------ AVAILABLE DATA

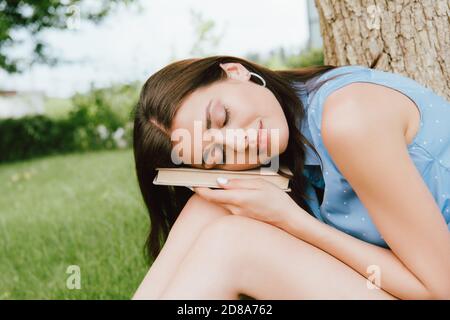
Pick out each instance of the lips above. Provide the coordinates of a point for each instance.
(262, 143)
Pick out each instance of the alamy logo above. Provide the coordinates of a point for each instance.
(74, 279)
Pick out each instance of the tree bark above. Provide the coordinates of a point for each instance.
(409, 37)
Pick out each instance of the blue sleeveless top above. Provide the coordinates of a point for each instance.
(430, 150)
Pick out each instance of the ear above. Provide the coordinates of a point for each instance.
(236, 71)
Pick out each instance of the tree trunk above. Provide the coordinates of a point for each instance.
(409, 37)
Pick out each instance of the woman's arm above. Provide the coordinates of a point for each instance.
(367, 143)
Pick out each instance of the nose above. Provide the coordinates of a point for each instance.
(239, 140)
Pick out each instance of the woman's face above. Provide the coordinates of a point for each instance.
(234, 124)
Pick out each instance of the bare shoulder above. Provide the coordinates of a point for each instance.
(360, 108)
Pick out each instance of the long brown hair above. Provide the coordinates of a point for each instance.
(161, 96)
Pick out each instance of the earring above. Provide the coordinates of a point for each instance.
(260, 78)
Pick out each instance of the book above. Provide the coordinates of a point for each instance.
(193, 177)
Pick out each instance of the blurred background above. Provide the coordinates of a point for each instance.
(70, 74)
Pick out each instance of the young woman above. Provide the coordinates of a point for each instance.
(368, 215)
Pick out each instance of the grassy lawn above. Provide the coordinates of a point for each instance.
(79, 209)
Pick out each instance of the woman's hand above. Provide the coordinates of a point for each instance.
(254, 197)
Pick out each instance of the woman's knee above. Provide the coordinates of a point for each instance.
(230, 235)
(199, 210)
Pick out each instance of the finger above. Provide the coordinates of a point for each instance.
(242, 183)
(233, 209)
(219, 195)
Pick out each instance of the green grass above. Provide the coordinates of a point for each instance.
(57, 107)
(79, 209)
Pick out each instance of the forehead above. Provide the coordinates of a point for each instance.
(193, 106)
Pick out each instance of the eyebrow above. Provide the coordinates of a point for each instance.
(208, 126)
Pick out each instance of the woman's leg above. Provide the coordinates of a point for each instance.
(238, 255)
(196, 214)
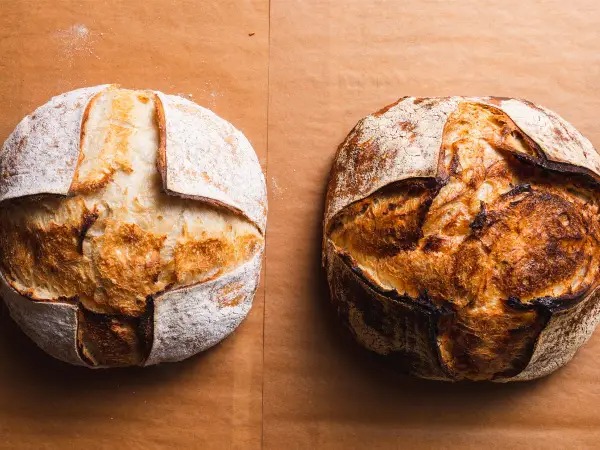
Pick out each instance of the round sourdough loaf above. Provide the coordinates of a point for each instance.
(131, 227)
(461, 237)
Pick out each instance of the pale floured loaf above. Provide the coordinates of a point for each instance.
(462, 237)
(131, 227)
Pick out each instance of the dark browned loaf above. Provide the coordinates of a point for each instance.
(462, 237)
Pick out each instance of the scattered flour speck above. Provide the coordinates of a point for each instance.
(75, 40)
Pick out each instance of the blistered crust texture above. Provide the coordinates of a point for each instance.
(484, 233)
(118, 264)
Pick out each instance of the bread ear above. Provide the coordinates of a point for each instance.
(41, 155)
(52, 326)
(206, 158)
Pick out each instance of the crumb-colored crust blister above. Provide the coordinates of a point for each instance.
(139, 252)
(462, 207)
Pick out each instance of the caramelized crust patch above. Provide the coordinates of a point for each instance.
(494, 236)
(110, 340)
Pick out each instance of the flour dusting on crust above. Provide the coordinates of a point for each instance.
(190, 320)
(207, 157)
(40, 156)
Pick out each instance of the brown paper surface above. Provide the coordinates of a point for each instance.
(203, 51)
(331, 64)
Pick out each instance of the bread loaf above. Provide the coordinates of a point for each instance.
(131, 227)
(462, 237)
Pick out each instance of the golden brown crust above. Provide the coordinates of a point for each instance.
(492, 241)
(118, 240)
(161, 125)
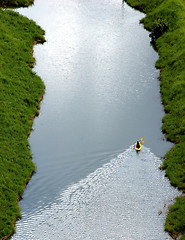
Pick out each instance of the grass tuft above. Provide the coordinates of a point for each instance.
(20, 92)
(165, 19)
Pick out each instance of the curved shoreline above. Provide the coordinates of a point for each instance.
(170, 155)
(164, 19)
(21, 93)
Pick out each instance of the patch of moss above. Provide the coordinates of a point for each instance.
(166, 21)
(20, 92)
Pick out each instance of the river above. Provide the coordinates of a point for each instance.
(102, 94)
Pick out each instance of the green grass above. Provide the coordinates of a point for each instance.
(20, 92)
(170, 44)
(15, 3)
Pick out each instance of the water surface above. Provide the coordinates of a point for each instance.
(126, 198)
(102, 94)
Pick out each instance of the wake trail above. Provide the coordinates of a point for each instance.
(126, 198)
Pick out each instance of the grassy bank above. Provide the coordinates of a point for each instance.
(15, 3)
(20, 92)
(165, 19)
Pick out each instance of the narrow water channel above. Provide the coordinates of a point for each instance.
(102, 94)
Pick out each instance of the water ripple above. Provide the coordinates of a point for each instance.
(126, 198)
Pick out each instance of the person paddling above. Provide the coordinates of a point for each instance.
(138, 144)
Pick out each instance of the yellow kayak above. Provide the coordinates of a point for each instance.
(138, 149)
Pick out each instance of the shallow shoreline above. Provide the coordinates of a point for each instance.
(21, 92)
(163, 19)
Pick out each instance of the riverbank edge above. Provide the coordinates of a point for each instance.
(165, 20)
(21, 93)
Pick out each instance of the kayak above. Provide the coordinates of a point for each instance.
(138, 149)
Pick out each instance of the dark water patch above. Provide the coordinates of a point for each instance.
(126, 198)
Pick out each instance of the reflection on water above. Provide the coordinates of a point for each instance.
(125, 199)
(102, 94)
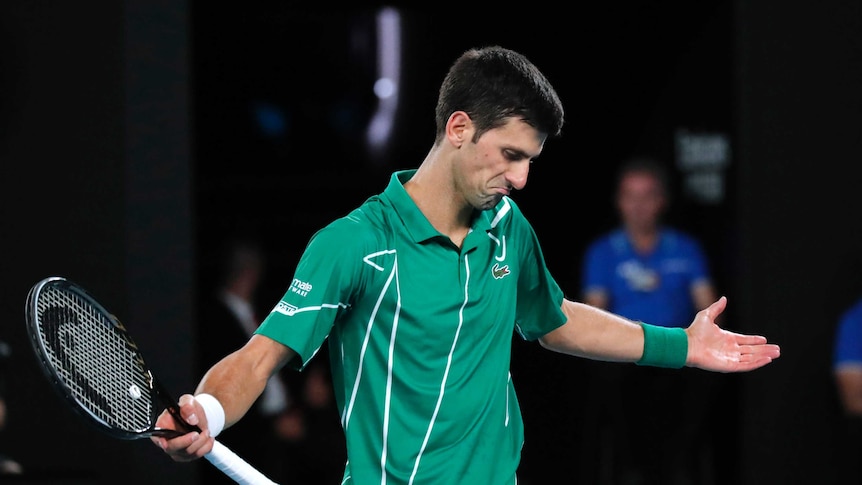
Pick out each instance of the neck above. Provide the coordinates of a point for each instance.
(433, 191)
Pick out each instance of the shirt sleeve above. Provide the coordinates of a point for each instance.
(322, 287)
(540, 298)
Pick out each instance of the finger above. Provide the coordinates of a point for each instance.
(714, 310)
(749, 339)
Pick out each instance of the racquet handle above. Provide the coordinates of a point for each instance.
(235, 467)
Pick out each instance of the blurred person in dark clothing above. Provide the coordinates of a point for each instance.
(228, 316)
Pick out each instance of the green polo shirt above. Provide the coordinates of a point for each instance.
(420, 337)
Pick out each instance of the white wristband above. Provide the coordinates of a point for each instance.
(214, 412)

------------
------ AVAILABLE DATA

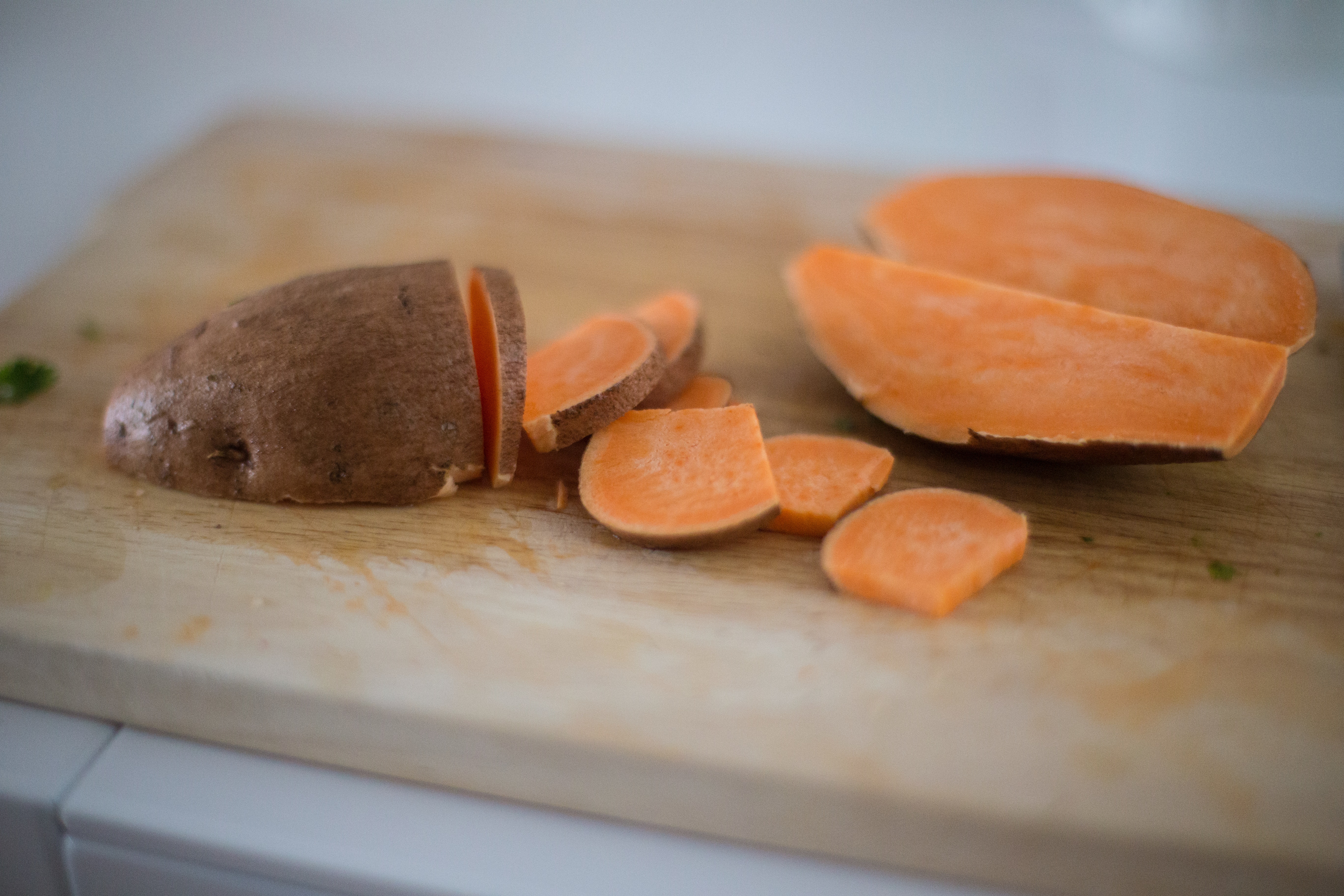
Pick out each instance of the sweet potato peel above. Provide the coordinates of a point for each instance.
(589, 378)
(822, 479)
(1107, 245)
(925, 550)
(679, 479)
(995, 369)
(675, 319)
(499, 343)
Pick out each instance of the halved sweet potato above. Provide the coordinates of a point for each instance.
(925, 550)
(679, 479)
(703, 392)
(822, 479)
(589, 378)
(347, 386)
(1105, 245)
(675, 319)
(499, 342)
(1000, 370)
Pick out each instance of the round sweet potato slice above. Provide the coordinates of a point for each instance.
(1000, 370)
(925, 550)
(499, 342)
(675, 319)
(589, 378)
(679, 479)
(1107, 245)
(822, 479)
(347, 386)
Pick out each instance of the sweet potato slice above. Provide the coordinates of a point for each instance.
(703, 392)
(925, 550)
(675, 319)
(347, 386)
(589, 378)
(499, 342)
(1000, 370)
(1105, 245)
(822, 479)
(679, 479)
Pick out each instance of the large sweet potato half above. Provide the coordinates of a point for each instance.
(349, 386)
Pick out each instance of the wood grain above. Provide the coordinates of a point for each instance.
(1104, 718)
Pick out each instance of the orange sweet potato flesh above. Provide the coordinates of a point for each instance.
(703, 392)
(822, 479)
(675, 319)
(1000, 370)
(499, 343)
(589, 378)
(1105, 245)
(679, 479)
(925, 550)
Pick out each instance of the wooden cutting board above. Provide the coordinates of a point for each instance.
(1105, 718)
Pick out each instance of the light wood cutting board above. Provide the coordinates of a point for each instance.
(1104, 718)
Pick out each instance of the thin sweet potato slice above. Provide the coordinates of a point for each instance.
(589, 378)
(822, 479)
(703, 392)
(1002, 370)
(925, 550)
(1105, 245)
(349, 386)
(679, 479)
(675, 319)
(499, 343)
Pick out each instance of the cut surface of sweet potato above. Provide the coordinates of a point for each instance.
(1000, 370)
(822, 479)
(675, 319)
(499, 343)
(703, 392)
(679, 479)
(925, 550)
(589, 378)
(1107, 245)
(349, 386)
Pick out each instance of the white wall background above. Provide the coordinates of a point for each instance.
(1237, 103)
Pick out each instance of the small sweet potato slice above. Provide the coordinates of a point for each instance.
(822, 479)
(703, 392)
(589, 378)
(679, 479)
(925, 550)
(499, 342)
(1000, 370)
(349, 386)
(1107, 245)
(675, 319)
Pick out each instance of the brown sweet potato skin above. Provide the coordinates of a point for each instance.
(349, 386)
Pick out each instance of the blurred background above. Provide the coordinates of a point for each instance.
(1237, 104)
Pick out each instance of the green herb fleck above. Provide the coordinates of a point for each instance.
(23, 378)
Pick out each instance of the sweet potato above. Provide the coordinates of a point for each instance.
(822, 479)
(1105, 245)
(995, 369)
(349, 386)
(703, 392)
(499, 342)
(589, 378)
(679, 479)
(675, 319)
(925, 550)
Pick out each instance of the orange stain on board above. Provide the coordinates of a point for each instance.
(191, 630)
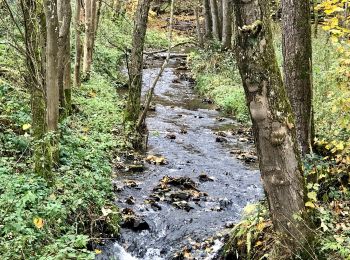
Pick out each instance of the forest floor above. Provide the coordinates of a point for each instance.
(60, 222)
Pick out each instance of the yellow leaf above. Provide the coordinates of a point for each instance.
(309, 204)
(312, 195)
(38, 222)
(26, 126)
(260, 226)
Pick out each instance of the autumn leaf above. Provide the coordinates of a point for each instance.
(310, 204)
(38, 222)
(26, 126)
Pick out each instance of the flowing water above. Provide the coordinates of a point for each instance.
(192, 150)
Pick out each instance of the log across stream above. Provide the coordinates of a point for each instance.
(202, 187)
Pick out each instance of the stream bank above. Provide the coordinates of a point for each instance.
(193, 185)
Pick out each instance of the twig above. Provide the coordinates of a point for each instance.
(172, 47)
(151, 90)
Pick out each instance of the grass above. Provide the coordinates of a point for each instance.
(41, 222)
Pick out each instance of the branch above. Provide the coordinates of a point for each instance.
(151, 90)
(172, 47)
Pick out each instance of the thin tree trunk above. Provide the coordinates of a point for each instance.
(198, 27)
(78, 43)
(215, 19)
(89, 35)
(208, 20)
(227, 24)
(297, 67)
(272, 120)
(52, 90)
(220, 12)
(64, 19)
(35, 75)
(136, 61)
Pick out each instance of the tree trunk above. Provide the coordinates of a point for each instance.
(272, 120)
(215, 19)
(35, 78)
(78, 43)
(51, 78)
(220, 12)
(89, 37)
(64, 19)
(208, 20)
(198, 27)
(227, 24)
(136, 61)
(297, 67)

------------

= THE PROBLEM =
Count the lines in the data above that contain the word "grassy", and reply with that number only.

= TASK ANSWER =
2